(Exercise details) Give back the whole listing exactly as written, pictures excluded.

Extracted material below:

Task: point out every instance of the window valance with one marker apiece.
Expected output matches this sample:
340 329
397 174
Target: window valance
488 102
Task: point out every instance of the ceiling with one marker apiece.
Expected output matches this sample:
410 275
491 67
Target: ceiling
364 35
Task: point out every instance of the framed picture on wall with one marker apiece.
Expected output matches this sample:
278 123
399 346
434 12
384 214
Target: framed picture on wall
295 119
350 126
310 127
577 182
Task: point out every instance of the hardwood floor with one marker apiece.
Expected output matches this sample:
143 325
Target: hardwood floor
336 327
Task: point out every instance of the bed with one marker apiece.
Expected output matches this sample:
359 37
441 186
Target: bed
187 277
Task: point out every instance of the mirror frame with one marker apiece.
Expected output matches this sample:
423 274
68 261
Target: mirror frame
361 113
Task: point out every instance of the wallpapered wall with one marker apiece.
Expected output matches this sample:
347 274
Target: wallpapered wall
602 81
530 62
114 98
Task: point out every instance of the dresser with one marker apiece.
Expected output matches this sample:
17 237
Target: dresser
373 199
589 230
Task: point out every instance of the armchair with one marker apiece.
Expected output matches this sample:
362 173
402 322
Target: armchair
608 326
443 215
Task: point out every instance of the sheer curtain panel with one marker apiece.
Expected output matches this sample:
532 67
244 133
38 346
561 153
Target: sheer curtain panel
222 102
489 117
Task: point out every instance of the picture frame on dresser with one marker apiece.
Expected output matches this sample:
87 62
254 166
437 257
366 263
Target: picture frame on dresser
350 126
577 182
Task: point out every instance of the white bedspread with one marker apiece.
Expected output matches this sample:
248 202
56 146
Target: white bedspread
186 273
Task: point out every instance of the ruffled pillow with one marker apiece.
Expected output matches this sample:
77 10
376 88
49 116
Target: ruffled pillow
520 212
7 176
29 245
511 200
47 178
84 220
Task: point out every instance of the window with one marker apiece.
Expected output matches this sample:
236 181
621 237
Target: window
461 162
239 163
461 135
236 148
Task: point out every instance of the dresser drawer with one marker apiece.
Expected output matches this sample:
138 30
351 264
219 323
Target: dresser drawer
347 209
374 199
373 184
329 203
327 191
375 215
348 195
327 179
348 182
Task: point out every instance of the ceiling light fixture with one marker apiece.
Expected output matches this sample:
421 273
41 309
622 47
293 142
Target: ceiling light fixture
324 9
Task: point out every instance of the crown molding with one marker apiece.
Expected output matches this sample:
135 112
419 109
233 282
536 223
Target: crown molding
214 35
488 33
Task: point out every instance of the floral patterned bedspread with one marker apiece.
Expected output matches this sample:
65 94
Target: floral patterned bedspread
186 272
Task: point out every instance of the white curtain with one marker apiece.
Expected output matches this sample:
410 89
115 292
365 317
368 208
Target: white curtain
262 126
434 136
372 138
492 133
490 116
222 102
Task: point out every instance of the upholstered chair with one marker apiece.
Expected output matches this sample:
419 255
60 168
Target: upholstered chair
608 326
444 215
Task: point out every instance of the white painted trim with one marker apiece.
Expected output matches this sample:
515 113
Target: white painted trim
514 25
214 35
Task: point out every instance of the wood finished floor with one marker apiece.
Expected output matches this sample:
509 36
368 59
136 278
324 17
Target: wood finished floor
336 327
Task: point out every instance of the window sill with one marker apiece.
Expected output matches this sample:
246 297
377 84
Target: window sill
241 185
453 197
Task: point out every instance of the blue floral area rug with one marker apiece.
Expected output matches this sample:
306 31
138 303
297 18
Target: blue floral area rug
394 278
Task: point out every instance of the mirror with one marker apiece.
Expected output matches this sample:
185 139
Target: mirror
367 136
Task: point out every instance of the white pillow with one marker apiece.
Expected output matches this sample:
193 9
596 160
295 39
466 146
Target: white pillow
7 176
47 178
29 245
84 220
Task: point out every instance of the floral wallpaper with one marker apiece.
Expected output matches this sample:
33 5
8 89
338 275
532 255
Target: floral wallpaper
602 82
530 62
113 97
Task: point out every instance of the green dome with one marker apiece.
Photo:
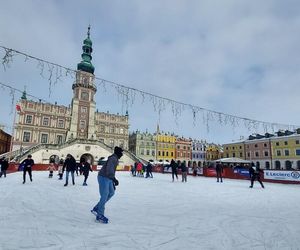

End of Extracted material.

(Your solution)
Task: point out every instance of the window valance with one marker apiece.
Expected output matches this sample:
340 329
397 174
Target: window valance
488 102
Task: point out every instance of the ceiling with one marker apiece.
Expected output matches this sample:
410 275
491 67
Target: ceiling
364 35
Task: point out every instance of the framed picture on wall with one marker apiece.
Expected output matches this sample:
278 123
399 346
434 12
384 214
Target: framed picture on wall
295 119
350 126
310 127
577 182
Task: point out every instance of the hardwood floor with one marker apiece.
Expected output matches this sample:
143 325
Target: hardwood floor
336 327
Task: point out every instance of the bed with one marker apiece.
Expected output matches this sample:
359 37
441 186
Target: bed
187 277
Task: point out every instance of the mirror frame with one marker apiece.
Expected output matches this sample:
423 274
68 261
Target: mirror frame
361 113
Task: point out every instance of the wallpapered wall with one marker apiece.
Expected output matches this sample:
347 274
Target: wallpapered wall
602 81
530 62
114 98
Task: point out every instance of the dresser with one marker apiece.
Expected output matches this sample:
17 237
Target: dresser
373 199
589 230
Task: point out every instance of the armchair with one marker apiece.
Expected output matches this sample:
362 173
402 322
Target: armchair
608 326
443 215
Task: point out every instance of the sheer curtain panel with one marker apiece.
Expected output matches this sample:
532 67
244 133
38 346
561 153
Target: sheer curtain panel
222 102
489 117
Task: point out every instance of the picture frame on dresser with one marker apiece.
Expected output matches this sample:
87 62
254 166
437 257
366 263
Target: picture frame on dresser
350 126
577 182
Task: point out every instance of the white bedspread with one marker apiece.
Expected output matches this sample:
248 202
56 146
Target: white bedspread
186 273
Task: point out every instance of the ruffled pillow with one marker apiece.
Expected output matches this sample:
77 10
376 88
49 116
Target: ruffled pillow
520 212
7 176
29 245
511 200
47 178
84 220
Task: point out every instance of the window with one marker apiece.
Expected output matches this sample:
236 181
621 237
Target: window
461 162
239 163
461 135
236 148
Task: point out every instance of the dresser drawer with one marker apiece.
Expected output matches this sample:
138 30
351 264
219 323
Target: dresser drawer
347 209
374 199
373 184
329 203
327 191
375 215
348 195
327 179
348 182
Task: point out every instance of the ceiling light fixture with one marker apiece.
Expected output matches this sample:
421 273
41 309
622 47
293 142
Target: ceiling light fixture
324 9
Task: point out every instance of the crown molding with one marker apiece.
Expected output matches this sample:
135 112
419 109
233 282
536 223
Target: crown molding
214 35
488 33
Task: point out every instance of the floral patterned bedspread with one marker apiece.
Expected output matches this sample:
65 94
Target: floral patterned bedspread
186 272
Task: point out every instance of the white curtain with one marker apiece.
Expected output matches this sample:
410 89
115 292
365 317
368 208
Target: white curtain
262 126
434 136
372 138
492 133
490 116
222 102
Task: point out every instance of the upholstered chair with one marker apiece.
Expected output matches this sample:
419 255
60 168
Target: upholstered chair
608 326
444 215
Task: point out every instance of the white painted trim with one marker apiece.
Expected output matches this sample:
515 113
Target: white painted trim
514 25
214 35
Task: point out every instance of the wood finished floor with one marker apiece.
Expected output matches this sample:
509 36
368 59
136 278
324 17
Target: wood finished floor
336 327
Task: point out every instance of the window sill with one marker apiece.
Expected output matches this sample:
246 297
377 84
Target: window sill
241 185
453 197
Task: point out every instance of the blue floral area rug with one marker apiece.
Expected output matches this sample:
306 31
138 303
297 18
Target: blue floral area rug
394 278
Task: point out every instance of the mirror with one marker apiece.
Expected output matches this sample:
185 139
Target: mirror
367 136
Task: point out every instance of the white pillow with one marker apiece.
Expected output matches this sample:
193 9
596 160
295 39
466 146
Target: white pillow
7 176
47 178
29 245
84 220
Task: point out every instance of the floral wallpaper with one marker apiece.
Expected output matches this sample:
33 5
8 89
338 275
532 255
Target: floral wallpaper
602 82
530 62
113 97
Task: point out every instance of the green dome with one marker apiece.
Photo:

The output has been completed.